* _WHAT TO DO_
Gather every line of the items below that contains the string "points", treating uppercase and lowercase as different.

* _DATA FOR PROCESSING_
--- Begin ---

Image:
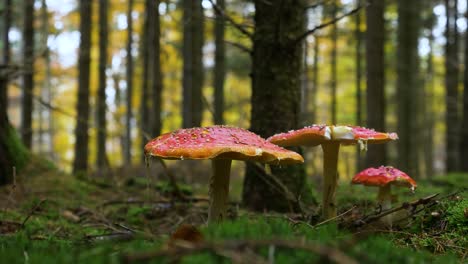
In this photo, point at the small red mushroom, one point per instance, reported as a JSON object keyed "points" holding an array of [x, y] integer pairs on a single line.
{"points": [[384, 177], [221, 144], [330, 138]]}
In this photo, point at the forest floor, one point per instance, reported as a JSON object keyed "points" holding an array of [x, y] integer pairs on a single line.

--- End ---
--- Begin ---

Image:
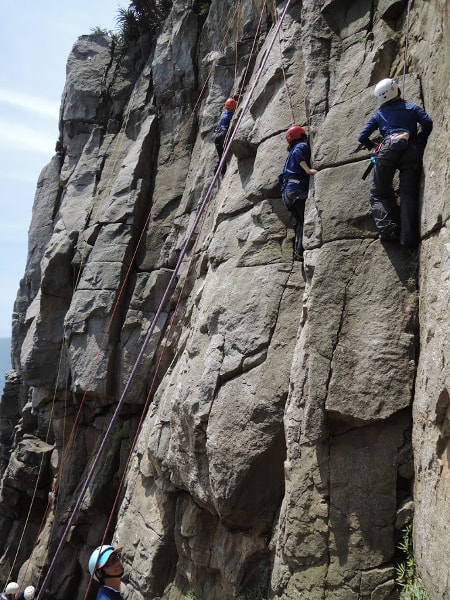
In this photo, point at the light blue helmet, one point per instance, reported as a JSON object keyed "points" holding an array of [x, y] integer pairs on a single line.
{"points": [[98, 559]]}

--- End ---

* _FULL RESPONSE_
In this photo, point at the small red mushroom, one point per instance, reported as a JSON object keyed "points" holding an array of [x, y] integer pairs on a single line.
{"points": [[384, 177], [221, 144], [330, 138]]}
In this photo, point at the forest floor, one point per instance, reported as a JSON object keyed "points" holding an array of [x, y] integer pairs on a single line.
In this photo, point at the light blue helmet, one point per instance, reported as a JSON object keyed "points" holding an array of [x, y] integer pairs on a single line.
{"points": [[98, 559]]}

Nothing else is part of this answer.